▸ **EXCERPTED PASSAGE**:
□ □ □ □ □ □ □

My testimony is like everyone else's testimony. It is the story of how God saved me from my sin because He is merciful and loving.
Before I was born or even became a though, my parents wanted a child. For a couple of years they looked for a child to adopt, but could not find one. My entire family and the church prayed for my parents to have a child.
One day while my father was at work, his boss at the time pulled him aside and asked him if he and my mother would like to adopt the baby her daughter would be having. Without hesitation, my parents gave a joyful 'yes'. Their prayers were answered. Eight months later, I was born and taken home by my parents three days later.
I was raised in a Christian home. My parents went to church every Sunday and Wednesday. My mother was in the choir, my father was a deacon and my beloved grandmother worked in childcare at the church. My grandmother was one of the people who played a major role in getting started in my walk with Christ. She took me to church when she could and even allowed me to help her take care of the babies she watched. She meant the world to me, and more; she was a second mother to me. I do not think I would be the person I am now if she was not in my life.

□ □ □ □ □ □ □

[Excerpts from a dataset on pointing to objects]
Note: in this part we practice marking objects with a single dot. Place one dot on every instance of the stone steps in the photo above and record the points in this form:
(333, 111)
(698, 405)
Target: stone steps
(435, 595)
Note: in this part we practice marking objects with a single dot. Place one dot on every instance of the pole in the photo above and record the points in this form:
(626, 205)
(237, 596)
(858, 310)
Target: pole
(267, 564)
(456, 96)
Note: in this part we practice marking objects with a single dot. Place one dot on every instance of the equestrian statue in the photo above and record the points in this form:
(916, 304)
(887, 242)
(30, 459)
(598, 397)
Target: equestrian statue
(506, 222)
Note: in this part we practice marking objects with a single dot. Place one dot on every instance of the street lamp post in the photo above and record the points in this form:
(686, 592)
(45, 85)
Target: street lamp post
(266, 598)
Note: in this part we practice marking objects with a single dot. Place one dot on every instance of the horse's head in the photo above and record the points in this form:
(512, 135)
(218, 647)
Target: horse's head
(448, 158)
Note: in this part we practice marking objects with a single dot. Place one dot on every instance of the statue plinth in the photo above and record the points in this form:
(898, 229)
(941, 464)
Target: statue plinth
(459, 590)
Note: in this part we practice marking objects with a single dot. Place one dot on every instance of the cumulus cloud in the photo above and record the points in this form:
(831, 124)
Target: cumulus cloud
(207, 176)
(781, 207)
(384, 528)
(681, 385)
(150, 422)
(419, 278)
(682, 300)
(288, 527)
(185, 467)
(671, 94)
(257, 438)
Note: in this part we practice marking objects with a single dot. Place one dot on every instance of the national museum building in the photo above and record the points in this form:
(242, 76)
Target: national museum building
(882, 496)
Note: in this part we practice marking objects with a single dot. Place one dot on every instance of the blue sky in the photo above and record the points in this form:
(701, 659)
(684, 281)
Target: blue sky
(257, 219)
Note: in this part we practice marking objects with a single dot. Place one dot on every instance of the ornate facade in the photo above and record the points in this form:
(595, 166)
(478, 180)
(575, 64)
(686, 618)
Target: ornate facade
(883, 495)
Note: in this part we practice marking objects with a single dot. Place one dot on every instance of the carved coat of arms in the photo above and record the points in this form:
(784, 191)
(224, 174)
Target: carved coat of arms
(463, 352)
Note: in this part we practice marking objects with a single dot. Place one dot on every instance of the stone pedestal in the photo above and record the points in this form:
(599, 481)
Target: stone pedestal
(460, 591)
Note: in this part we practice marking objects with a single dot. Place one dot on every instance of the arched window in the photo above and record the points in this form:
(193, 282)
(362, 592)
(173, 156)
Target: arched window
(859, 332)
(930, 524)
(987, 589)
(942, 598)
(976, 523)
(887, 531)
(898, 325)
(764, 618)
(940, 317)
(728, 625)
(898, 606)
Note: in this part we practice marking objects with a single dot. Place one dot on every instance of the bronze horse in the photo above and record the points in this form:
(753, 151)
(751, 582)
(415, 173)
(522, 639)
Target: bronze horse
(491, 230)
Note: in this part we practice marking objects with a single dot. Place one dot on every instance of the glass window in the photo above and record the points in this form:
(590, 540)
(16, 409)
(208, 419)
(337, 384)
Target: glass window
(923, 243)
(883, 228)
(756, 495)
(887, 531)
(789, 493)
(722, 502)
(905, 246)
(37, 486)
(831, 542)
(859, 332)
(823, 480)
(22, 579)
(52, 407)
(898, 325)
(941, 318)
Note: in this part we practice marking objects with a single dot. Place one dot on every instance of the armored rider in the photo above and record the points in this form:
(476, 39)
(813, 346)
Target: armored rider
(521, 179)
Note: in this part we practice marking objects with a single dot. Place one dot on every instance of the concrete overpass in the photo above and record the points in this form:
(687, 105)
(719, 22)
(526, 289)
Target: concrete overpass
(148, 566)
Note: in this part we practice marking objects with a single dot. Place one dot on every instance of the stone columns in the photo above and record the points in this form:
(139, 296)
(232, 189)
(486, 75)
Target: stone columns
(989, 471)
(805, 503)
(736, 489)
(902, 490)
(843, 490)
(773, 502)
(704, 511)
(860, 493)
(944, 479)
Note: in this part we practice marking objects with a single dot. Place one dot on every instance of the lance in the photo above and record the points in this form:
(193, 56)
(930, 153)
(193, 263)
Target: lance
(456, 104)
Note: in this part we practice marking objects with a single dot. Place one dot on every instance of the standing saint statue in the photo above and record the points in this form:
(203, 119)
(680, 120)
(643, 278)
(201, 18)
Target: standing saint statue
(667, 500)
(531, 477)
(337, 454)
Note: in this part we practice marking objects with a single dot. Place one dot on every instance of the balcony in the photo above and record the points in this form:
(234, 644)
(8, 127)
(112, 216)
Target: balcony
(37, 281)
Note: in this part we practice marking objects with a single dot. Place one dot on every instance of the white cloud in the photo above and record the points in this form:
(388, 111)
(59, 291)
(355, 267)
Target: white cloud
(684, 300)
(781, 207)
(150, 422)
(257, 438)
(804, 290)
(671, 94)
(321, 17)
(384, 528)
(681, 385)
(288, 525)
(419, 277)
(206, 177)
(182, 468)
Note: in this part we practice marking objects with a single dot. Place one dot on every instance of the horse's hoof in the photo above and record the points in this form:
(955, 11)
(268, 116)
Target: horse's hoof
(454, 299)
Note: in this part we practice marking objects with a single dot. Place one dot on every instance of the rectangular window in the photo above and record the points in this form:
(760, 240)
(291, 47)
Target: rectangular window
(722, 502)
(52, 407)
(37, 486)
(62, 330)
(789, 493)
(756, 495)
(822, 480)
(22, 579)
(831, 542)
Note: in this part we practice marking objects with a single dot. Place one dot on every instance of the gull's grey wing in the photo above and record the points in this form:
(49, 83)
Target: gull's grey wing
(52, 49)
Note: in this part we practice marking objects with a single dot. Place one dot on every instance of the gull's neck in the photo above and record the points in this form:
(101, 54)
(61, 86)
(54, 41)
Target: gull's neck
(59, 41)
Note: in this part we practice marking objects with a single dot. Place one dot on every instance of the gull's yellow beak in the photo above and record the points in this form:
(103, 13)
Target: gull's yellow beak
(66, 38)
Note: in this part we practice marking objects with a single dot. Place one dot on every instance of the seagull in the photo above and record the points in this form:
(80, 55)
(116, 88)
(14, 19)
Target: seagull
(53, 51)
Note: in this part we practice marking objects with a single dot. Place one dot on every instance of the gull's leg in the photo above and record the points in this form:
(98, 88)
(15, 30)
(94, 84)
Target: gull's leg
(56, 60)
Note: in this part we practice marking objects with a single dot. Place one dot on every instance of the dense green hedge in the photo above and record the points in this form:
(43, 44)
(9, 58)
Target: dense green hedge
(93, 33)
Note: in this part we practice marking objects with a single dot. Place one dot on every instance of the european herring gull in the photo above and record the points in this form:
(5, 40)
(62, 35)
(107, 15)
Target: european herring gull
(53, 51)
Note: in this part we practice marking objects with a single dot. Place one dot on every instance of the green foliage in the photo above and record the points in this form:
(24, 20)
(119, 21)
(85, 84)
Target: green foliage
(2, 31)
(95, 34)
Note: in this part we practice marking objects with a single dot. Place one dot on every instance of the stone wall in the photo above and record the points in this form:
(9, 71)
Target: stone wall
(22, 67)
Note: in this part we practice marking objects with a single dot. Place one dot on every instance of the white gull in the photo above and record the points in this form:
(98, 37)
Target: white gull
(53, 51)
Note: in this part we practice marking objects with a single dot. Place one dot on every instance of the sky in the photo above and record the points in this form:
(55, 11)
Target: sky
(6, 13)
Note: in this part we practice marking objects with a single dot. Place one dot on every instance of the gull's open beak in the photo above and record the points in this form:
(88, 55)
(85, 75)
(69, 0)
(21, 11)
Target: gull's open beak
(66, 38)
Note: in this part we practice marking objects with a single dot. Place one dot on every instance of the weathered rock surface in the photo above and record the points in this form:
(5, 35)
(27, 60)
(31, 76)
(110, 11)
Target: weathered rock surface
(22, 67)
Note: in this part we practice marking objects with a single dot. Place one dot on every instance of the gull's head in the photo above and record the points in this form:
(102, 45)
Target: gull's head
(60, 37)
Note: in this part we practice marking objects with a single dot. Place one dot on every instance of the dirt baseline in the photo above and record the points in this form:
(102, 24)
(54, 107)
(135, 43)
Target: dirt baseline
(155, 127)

□ □ □ □ □ □ □

▸ **YOUR INSTRUCTIONS**:
In the testimony, what role did the writer's father have at church? These records have nothing to do with the testimony.

▸ **WRITTEN ANSWER**:
He was a deacon.